### YOUR ASSIGNMENT:
From the listing that follows, count the lines including "support" and give the number alone.

### INFORMATION SUPPLIED:

------------------------------------------------

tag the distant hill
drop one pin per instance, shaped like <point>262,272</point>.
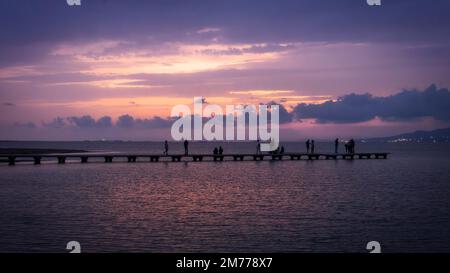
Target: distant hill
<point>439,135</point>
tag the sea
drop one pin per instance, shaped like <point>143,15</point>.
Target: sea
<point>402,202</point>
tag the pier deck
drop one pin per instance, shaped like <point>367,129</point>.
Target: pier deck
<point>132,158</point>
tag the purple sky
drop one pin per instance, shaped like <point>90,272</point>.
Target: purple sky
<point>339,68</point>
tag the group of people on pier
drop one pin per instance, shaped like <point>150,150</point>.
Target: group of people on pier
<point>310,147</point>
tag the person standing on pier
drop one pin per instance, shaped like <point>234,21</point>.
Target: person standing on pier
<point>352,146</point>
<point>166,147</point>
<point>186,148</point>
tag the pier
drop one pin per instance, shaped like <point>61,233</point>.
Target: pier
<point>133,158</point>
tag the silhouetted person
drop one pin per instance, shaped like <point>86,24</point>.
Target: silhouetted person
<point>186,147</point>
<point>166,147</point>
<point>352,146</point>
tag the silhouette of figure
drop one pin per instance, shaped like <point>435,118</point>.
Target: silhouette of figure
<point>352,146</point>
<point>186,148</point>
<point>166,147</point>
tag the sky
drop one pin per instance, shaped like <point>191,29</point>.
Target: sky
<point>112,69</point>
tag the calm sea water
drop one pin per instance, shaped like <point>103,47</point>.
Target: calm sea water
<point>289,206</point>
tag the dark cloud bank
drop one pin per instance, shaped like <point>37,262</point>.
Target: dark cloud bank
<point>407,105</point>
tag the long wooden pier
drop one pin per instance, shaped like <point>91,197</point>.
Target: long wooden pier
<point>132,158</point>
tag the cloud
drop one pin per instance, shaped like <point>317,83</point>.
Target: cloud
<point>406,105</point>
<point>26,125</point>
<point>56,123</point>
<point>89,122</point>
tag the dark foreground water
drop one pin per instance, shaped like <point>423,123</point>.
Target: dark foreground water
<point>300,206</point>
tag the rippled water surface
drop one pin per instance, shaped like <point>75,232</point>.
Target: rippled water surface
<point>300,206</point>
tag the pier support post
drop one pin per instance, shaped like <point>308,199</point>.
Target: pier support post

------------------------------------------------

### RESPONSE TO THE TASK:
2